Input for this task:

------------------------------------------------------------------------

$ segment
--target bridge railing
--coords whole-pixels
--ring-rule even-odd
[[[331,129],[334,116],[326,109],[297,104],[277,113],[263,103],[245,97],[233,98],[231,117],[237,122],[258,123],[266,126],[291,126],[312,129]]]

------------------------------------------------------------------------

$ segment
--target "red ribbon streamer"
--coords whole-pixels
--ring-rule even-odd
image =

------------------------------------------------------------------------

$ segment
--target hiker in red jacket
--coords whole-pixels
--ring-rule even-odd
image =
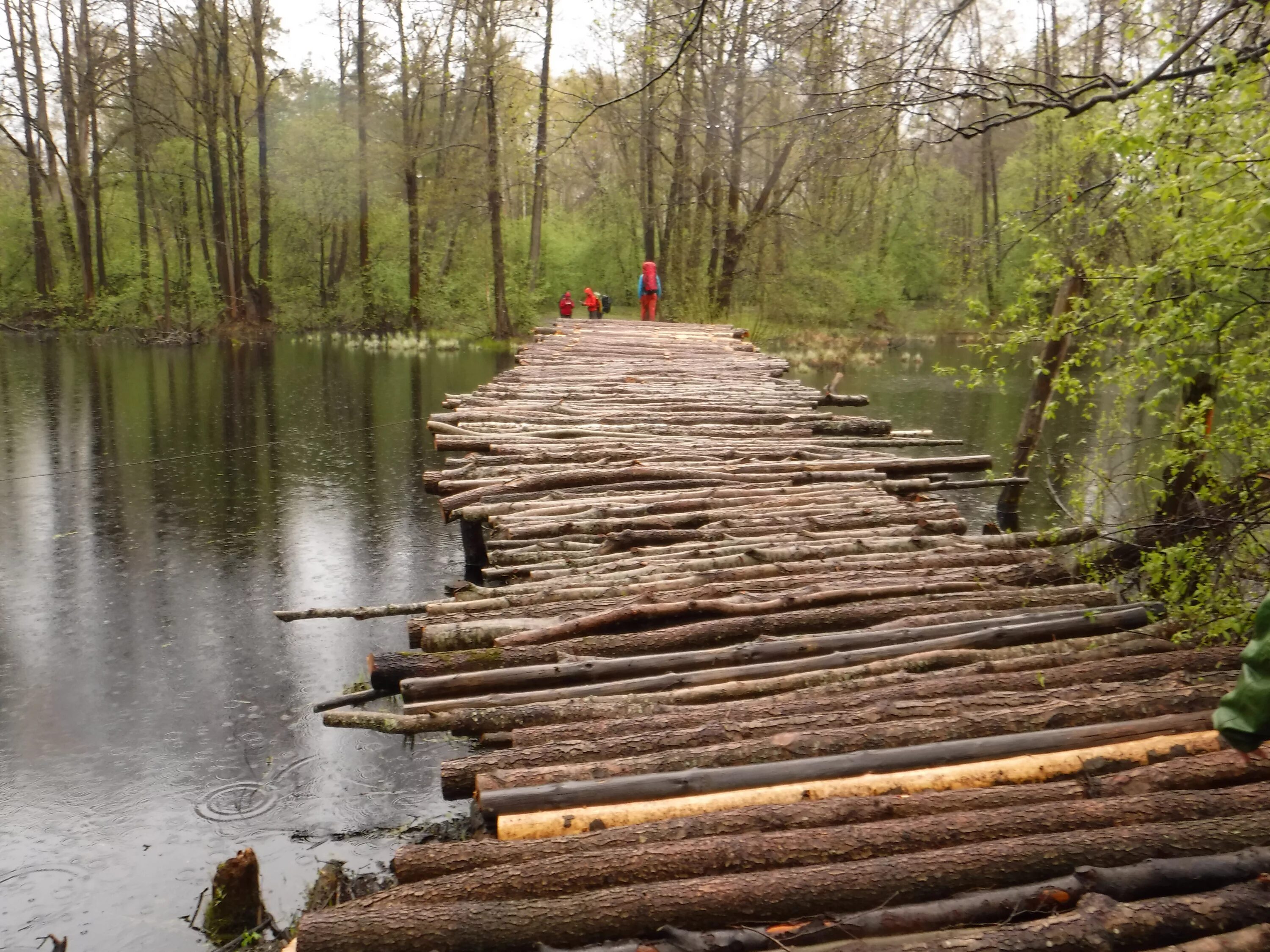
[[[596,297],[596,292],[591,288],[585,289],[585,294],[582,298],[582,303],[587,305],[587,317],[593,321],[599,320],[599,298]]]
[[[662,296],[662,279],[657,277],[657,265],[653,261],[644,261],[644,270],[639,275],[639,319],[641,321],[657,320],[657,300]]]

------------------------------------------------------------------------

Find every line in the entries above that contains the string "target", treating uppercase and lowercase as different, and copy each of those lines.

Response to the exercise:
--target bridge railing
--target "red ribbon streamer"
--target hiker in red jacket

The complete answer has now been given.